§ **EXERCISES**
1. In the article on Afghan refugees, how many Afghans arrive back in their home country each day?
2. Decide whether each statement agrees with the article on Afghan refugees: (a) Nearly 90 percent of the returnees have been deported. (b) Abdul Ghani Qazizada registers arrivals in the capital, Kabul. (c) The rate of expulsions has fallen over the last six months.
3. Reproduce, without change, the portion of the article on Afghan refugees starting with "Every day up" and going on through "Qala, told AFP.".

Driven out of Iran, Afghan refugees tell of ordeal

Author: AFP

At the border with Iran, streams of Afghan refugees return with children in their arms, their entire worldly possessions contained in a large bag.

Every day up to 3,000 Afghans — some who were born in Iran — arrive back in their home country after a failed attempt at a better life.

“Refugees face a lot of physical and mental torture,” Abdul Ghani Qazizada, responsible for registering the arrivals in the border town of Islam Qala, told AFP.

Many entered Iran illegally or let their visas expire. Nearly 90 percent have been deported, with the rest returning voluntarily.

The rate of expulsions has increased “in the last six months,” said Qazizada.

“They are warned there (in Iran) that they must leave within one week, or anyone above 18 must deposit 100 million toman ($2,375) in the bank,” he said.

§ **EXTRACTED DATA**
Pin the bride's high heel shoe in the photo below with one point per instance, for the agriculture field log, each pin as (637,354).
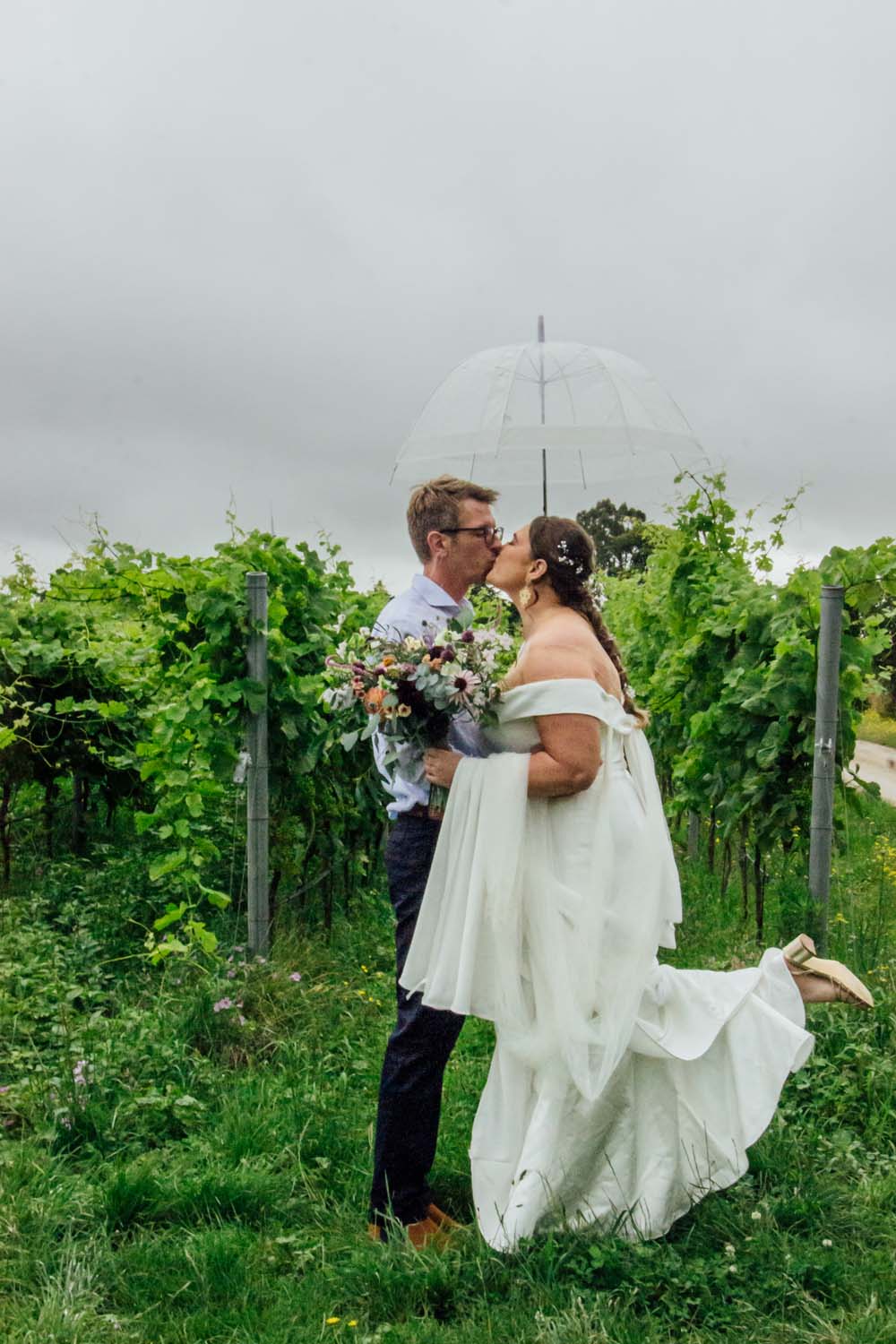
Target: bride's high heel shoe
(801,960)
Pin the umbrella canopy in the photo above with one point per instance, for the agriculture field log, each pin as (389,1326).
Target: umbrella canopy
(573,413)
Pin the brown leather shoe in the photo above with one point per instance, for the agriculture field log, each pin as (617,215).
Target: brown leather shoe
(443,1219)
(426,1233)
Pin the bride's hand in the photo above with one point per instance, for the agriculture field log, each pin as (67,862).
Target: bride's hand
(440,765)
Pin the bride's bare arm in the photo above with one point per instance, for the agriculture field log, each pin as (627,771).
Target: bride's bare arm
(570,754)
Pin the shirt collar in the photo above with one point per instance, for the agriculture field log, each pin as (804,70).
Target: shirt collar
(435,596)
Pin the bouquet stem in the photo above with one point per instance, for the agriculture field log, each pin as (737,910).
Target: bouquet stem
(438,801)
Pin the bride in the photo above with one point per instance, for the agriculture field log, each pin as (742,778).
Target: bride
(621,1090)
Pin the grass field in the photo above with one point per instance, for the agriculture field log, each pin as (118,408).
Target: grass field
(877,728)
(172,1174)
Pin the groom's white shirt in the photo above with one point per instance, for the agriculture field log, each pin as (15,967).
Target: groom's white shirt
(425,604)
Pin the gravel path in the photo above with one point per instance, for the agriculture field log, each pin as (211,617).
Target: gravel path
(877,765)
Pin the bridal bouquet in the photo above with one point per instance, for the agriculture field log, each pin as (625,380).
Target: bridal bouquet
(411,688)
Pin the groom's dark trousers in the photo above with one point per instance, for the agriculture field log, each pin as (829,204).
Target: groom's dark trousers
(408,1118)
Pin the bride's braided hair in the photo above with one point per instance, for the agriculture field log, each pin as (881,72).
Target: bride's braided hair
(568,553)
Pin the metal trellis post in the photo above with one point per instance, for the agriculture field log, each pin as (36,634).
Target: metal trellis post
(825,760)
(257,777)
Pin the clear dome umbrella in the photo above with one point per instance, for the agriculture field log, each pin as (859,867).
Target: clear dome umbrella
(554,409)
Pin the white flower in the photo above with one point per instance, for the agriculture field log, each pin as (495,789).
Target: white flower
(462,687)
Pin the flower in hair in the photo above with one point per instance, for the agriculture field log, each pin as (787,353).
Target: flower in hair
(564,558)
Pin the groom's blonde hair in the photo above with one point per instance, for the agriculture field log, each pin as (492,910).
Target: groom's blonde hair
(435,505)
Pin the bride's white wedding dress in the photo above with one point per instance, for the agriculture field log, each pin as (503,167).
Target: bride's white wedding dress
(621,1091)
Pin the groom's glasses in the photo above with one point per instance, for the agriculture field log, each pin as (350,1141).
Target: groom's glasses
(487,534)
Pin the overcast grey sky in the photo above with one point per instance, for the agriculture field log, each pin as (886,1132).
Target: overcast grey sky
(241,244)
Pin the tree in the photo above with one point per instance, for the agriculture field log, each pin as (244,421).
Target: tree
(619,540)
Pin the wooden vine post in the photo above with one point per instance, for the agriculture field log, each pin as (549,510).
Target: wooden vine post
(257,812)
(825,760)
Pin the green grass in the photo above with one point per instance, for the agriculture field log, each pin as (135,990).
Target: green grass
(209,1180)
(877,728)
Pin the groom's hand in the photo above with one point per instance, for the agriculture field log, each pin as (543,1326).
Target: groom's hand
(440,765)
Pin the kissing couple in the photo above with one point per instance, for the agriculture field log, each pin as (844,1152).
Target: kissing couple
(621,1090)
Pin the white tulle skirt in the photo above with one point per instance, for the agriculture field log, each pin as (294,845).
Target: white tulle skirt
(621,1091)
(710,1055)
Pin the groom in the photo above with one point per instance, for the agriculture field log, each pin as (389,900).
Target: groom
(452,529)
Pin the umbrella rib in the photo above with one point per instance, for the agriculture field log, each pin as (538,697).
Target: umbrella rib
(506,395)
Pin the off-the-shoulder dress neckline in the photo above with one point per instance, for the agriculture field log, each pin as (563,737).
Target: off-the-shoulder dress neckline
(581,680)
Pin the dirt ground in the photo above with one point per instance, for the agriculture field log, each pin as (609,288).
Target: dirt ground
(877,765)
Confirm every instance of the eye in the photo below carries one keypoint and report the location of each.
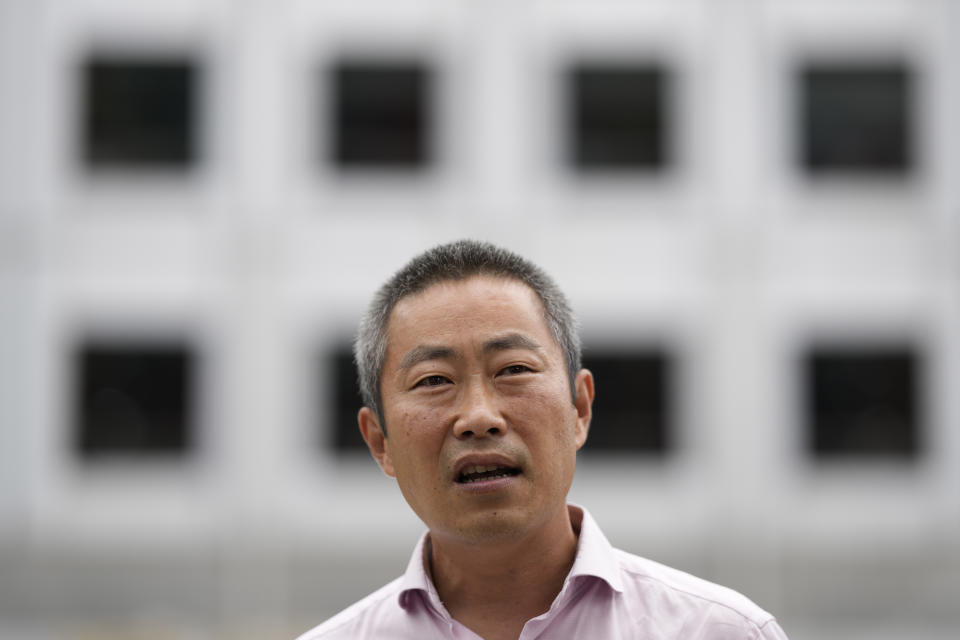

§ **SOLUTION LIST**
1. Up to 3,000 Afghans arrive back each day.

2.
(a) Yes: "Nearly 90 percent have been deported, with the rest returning voluntarily."
(b) No: "responsible for registering the arrivals in the border town of Islam Qala"
(c) No: "The rate of expulsions has increased “in the last six months,” said Qazizada."

3.
Every day up to 3,000 Afghans — some who were born in Iran — arrive back in their home country after a failed attempt at a better life.

“Refugees face a lot of physical and mental torture,” Abdul Ghani Qazizada, responsible for registering the arrivals in the border town of Islam Qala, told AFP.